> Metin:
6)Gelişen Bürokratik Merkeziyetçiliğin Yeni Tip Küçük
Burjuva Bürokratik Tabakanın Doğuşundaki Rolü
Ayrıcalıklı
bir tabakanın doğuşu ve yükselişini salt ekonomik bir olgu olarak görüp
değerlendiremeyiz. Bürokratik
merkeziyetçiliğin gelişmesi, giderek bir ahtapot gibi ülkeyi sarması da
bürokrasiyi, bürokratik tabakalaşmayı besleyip büyütmüştür.
Şubat
Devrimi’nden başlayarak Ekim Devrimi ile devam eden devrimci süreçte Otokratik
Çarlık devleti parçalanıp dağıtılmıştır. Yerine, Sovyetlere dayanan bir devlet
aygıtı, sovyetik tipte proletarya diktatörlüğü kurulmuştur.
Proletarya
diktatörlüğü, devrilmiş gericiliğin başkaldırılarına ve bir düzine emperyalist
devletin müdahale ve işgaline karşı elde silah savaşmak zorunda kalmıştır.
1918-21
dönemi “Savaş Komünizmi” dönemidir.
Emperyalist savaştan yıkımla çıkmış; Şubat ve Ekim Devrimleri döneminden
geçmiş; iç ve dış gericiliğin ayaklanma ve müdahalesiyle yüz yüze gelmiş bir
ülkedir Rusya. Ülke, baştan başa harap olmuş, derin bir travma geçiriyor.
Demokratik giderek sosyalist Rusya bu yıkımdan fışkırarak gelmiştir. Bu tablo
içinde “Savaş Komünizmi” politikası kaçınılmaz bir biçimde askeri bir disiplin
ve aşırı merkezileşmeyi getirmiştir.
Ardından NEP (Yeni Ekonomi Politika) dönemi gelir.

> Yapılacak İş:
Bürokratik merkeziyetçilik metninin "Emperyalist savaştan yıkımla" sözleriyle başlayıp "aşırı merkezileşmeyi getirmiştir." sözlerine kadar süren bölümünü, "askeri bir disiplin" yerine "katı bir disiplin" koyarak güncelleyin ve yeniden yazın.

> Veri Listesi:
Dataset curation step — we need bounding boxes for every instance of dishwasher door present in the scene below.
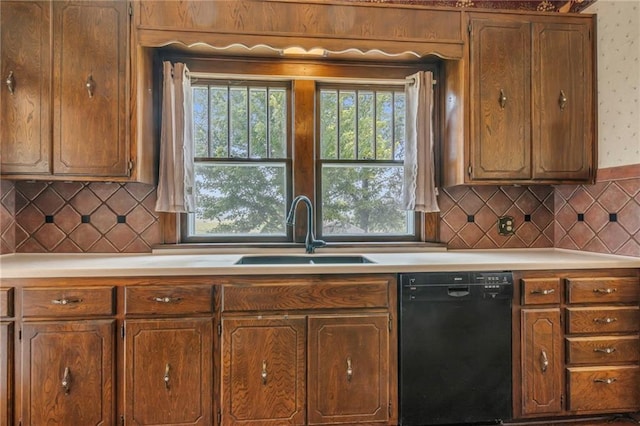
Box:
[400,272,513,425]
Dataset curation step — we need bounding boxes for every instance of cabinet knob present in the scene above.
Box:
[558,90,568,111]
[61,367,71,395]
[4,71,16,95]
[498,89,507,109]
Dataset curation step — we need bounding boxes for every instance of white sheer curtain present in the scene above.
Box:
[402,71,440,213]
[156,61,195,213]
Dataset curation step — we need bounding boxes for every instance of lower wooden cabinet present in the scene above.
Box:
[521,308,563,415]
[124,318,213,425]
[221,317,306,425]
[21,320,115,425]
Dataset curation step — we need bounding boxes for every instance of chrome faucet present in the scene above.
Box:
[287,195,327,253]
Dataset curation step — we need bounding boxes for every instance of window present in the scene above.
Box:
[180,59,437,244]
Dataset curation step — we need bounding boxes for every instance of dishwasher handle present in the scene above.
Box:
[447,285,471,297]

...

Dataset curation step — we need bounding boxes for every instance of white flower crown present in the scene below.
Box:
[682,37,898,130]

---

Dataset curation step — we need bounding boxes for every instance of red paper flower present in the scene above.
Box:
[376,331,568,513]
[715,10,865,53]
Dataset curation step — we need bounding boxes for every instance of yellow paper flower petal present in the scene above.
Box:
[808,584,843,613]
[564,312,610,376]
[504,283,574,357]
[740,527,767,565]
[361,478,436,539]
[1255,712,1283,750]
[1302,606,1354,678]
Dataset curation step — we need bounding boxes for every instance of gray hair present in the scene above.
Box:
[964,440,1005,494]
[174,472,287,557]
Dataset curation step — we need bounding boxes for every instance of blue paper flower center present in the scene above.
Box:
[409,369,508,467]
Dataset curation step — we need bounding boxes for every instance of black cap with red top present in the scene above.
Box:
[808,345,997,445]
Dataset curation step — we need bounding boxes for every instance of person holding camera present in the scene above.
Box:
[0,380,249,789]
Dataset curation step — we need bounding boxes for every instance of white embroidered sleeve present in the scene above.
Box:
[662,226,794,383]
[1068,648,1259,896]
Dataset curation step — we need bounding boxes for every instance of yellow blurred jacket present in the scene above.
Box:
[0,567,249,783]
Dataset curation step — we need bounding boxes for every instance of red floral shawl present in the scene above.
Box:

> Alıştırma Çözümü:
Emperyalist savaştan yıkımla çıkmış; Şubat ve Ekim Devrimleri döneminden
geçmiş; iç ve dış gericiliğin ayaklanma ve müdahalesiyle yüz yüze gelmiş bir
ülkedir Rusya. Ülke, baştan başa harap olmuş, derin bir travma geçiriyor.
Demokratik giderek sosyalist Rusya bu yıkımdan fışkırarak gelmiştir. Bu tablo
içinde “Savaş Komünizmi” politikası kaçınılmaz bir biçimde katı bir disiplin
ve aşırı merkezileşmeyi getirmiştir.